● **Exercise task A**: According to the text about Fr John Corbett, why was leaving Sacred Heart for Wardley Hall a move from one priest who had been on the Normandy Beaches to another who had been there too? Answer in one to three sentences.
● **Exercise task B**: Copy the text about Fr John Corbett from "That letter from" up to and including "a naval chaplain.", swapping "secretary" for "assistant".

● **Page**:
────
Fr George Richardson, Parish Priest of St Margaret Mary’s, New Moston, took him into the presbytery there and Fr Corbett was nursed back to health. His sporting prowess flowered again, this time in bowls. Even left-handed he became something of a champion. With health restored he was appointed Parish Priest of Sacred Heart, Gorton. I owe an enormous debt of gratitude to Fr Corbett. I was appointed curate at the Sacred Heart and was there for three years, 1963-66. Straight out of seminary and wet behind the ears I had so much to learn. No-one could have had a better mentor than Fr John Corbett. Practical, down-to-earth, prayerful, with a love of the Church and humour with it he taught me so much. When a letter came from Bishop Thomas Holland I was loathe to leave.

That letter from the bishop appointed me as his secretary at Wardley Hall. It was a move from one priest who had been on the Normandy Beaches on 6th June 1944 to another who had been there too. Thomas Holland, a priest of the Liverpool archdiocese, had taught in the English Colleges in Valladolid and in Lisbon, but in 1943 he volunteered as a naval chaplain.

D-Day saw him as chaplain to a Royal Marine commando unit sailing into Juno Beach along with the Canadian army and navy.
────
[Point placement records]
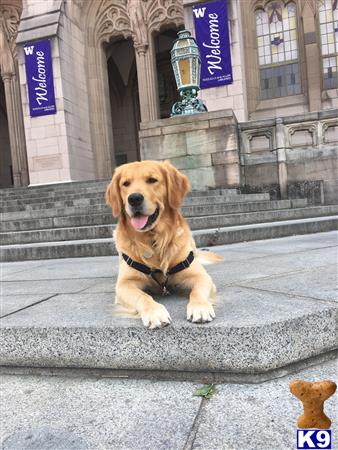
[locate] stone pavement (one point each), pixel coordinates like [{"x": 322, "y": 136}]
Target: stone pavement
[
  {"x": 77, "y": 413},
  {"x": 277, "y": 306},
  {"x": 62, "y": 354}
]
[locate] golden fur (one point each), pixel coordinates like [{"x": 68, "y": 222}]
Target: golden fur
[{"x": 167, "y": 242}]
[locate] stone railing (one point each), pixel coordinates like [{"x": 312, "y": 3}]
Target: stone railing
[{"x": 292, "y": 156}]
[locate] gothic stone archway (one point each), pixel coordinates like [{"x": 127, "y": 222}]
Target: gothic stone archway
[{"x": 103, "y": 23}]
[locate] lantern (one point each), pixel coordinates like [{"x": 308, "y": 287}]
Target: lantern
[{"x": 186, "y": 62}]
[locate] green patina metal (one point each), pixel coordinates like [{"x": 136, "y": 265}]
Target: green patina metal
[{"x": 186, "y": 62}]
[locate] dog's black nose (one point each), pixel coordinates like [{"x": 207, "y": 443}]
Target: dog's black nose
[{"x": 135, "y": 199}]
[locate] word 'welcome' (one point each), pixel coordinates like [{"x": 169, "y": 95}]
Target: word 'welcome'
[{"x": 213, "y": 58}]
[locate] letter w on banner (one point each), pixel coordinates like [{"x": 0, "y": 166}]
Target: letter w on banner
[
  {"x": 212, "y": 36},
  {"x": 39, "y": 72}
]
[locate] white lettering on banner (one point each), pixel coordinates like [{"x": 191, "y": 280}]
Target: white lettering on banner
[
  {"x": 41, "y": 90},
  {"x": 199, "y": 12},
  {"x": 29, "y": 50},
  {"x": 213, "y": 59}
]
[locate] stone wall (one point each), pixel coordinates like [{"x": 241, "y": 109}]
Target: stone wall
[
  {"x": 292, "y": 156},
  {"x": 204, "y": 146}
]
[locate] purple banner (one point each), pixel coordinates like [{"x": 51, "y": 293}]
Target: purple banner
[
  {"x": 212, "y": 36},
  {"x": 39, "y": 73}
]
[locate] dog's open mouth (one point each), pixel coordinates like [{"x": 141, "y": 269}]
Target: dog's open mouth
[{"x": 141, "y": 221}]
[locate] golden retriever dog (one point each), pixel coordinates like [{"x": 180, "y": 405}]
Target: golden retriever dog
[{"x": 155, "y": 244}]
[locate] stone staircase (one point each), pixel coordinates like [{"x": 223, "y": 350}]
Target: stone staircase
[{"x": 71, "y": 219}]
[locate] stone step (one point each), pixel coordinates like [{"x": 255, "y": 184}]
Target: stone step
[
  {"x": 255, "y": 331},
  {"x": 51, "y": 189},
  {"x": 102, "y": 230},
  {"x": 85, "y": 207},
  {"x": 83, "y": 187},
  {"x": 93, "y": 198},
  {"x": 209, "y": 237},
  {"x": 100, "y": 202}
]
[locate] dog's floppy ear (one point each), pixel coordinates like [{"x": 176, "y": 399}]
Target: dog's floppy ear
[
  {"x": 178, "y": 185},
  {"x": 113, "y": 196}
]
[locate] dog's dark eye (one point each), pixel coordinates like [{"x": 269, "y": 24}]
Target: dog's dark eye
[{"x": 151, "y": 180}]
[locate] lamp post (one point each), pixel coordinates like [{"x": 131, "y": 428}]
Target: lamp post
[{"x": 186, "y": 62}]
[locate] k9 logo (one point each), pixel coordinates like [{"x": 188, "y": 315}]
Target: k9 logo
[{"x": 316, "y": 439}]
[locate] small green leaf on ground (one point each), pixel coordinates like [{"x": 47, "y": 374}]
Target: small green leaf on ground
[{"x": 206, "y": 391}]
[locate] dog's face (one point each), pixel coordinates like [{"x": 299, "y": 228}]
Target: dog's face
[{"x": 144, "y": 190}]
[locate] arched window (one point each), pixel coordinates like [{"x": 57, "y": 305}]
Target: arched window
[
  {"x": 328, "y": 22},
  {"x": 276, "y": 28}
]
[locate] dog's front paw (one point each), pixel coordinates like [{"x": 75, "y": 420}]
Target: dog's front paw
[
  {"x": 156, "y": 316},
  {"x": 200, "y": 312}
]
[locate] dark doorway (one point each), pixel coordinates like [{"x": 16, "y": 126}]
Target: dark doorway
[
  {"x": 124, "y": 100},
  {"x": 167, "y": 89},
  {"x": 6, "y": 177}
]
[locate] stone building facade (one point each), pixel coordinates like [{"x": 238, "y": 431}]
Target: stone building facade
[{"x": 275, "y": 127}]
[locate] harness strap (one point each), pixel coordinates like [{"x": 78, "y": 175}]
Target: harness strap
[{"x": 148, "y": 271}]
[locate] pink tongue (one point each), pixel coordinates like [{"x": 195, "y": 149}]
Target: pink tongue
[{"x": 139, "y": 222}]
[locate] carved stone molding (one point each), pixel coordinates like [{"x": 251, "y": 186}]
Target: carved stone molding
[
  {"x": 111, "y": 21},
  {"x": 162, "y": 13},
  {"x": 137, "y": 19},
  {"x": 9, "y": 22}
]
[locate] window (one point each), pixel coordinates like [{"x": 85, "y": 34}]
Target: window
[
  {"x": 328, "y": 22},
  {"x": 276, "y": 28}
]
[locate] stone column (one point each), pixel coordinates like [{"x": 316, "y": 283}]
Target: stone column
[
  {"x": 9, "y": 20},
  {"x": 147, "y": 83},
  {"x": 281, "y": 159},
  {"x": 312, "y": 56},
  {"x": 16, "y": 131},
  {"x": 145, "y": 59}
]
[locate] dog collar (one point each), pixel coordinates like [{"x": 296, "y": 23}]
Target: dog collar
[{"x": 151, "y": 272}]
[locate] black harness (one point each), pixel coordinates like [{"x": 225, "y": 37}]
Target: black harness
[{"x": 151, "y": 272}]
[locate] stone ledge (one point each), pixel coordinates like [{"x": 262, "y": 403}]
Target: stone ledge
[
  {"x": 187, "y": 119},
  {"x": 254, "y": 332}
]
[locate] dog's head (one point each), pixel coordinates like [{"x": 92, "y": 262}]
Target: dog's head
[{"x": 145, "y": 190}]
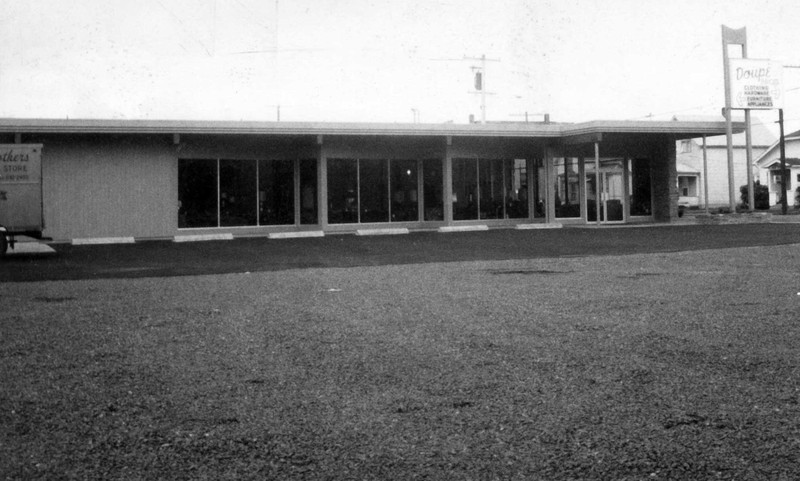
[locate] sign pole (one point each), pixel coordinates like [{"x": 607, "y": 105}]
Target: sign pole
[
  {"x": 736, "y": 37},
  {"x": 784, "y": 194}
]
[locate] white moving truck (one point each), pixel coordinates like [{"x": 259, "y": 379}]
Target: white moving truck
[{"x": 21, "y": 211}]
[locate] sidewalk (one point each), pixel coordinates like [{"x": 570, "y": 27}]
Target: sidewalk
[{"x": 166, "y": 258}]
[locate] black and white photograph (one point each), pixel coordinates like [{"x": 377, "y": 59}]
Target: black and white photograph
[{"x": 397, "y": 240}]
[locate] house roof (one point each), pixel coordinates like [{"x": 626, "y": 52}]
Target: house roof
[
  {"x": 764, "y": 160},
  {"x": 678, "y": 129},
  {"x": 761, "y": 135}
]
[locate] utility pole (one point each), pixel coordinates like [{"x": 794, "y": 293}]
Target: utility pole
[{"x": 784, "y": 194}]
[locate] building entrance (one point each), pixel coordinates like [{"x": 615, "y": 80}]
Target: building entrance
[{"x": 606, "y": 204}]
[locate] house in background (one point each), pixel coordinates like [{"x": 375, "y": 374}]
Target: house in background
[
  {"x": 769, "y": 169},
  {"x": 689, "y": 156}
]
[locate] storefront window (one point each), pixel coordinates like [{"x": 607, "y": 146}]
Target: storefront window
[
  {"x": 308, "y": 191},
  {"x": 541, "y": 189},
  {"x": 516, "y": 179},
  {"x": 342, "y": 191},
  {"x": 465, "y": 189},
  {"x": 640, "y": 191},
  {"x": 433, "y": 180},
  {"x": 233, "y": 193},
  {"x": 237, "y": 192},
  {"x": 374, "y": 191},
  {"x": 405, "y": 199},
  {"x": 197, "y": 193},
  {"x": 276, "y": 192},
  {"x": 567, "y": 188},
  {"x": 491, "y": 189}
]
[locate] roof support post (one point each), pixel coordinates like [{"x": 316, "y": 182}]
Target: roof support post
[
  {"x": 705, "y": 173},
  {"x": 749, "y": 151},
  {"x": 598, "y": 189}
]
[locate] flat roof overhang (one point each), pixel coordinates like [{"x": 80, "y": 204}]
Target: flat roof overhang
[{"x": 577, "y": 133}]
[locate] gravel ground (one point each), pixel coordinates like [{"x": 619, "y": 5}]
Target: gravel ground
[{"x": 648, "y": 366}]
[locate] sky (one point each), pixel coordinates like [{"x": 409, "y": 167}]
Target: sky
[{"x": 383, "y": 60}]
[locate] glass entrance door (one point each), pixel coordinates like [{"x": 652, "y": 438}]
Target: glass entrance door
[{"x": 609, "y": 200}]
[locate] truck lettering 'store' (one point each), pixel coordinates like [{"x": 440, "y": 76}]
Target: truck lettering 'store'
[{"x": 10, "y": 156}]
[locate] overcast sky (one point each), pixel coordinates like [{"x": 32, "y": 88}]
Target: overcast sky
[{"x": 376, "y": 60}]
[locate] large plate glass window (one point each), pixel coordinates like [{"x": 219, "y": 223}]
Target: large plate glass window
[
  {"x": 640, "y": 187},
  {"x": 276, "y": 192},
  {"x": 342, "y": 191},
  {"x": 197, "y": 193},
  {"x": 405, "y": 198},
  {"x": 308, "y": 191},
  {"x": 433, "y": 181},
  {"x": 567, "y": 188},
  {"x": 237, "y": 192},
  {"x": 374, "y": 190}
]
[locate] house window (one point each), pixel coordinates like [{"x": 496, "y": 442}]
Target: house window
[{"x": 687, "y": 185}]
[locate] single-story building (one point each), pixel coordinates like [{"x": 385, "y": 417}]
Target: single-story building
[
  {"x": 691, "y": 183},
  {"x": 770, "y": 174},
  {"x": 147, "y": 179}
]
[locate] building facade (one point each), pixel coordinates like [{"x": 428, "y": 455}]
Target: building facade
[
  {"x": 770, "y": 174},
  {"x": 691, "y": 183},
  {"x": 167, "y": 179}
]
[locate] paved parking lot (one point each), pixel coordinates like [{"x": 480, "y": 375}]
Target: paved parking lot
[{"x": 164, "y": 258}]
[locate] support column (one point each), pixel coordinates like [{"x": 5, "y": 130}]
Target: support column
[
  {"x": 598, "y": 194},
  {"x": 447, "y": 178},
  {"x": 322, "y": 184}
]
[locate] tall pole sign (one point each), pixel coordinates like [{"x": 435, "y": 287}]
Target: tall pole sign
[
  {"x": 731, "y": 37},
  {"x": 749, "y": 84}
]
────
● **Exercise answer A**: Fr Corbett, the writer's mentor at Sacred Heart, had been on the Normandy Beaches on 6th June 1944. Bishop Thomas Holland, whose secretary the writer became at Wardley Hall, had also been there as chaplain to a Royal Marine commando unit sailing into Juno Beach.

● **Exercise answer B**:
That letter from the bishop appointed me as his assistant at Wardley Hall. It was a move from one priest who had been on the Normandy Beaches on 6th June 1944 to another who had been there too. Thomas Holland, a priest of the Liverpool archdiocese, had taught in the English Colleges in Valladolid and in Lisbon, but in 1943 he volunteered as a naval chaplain.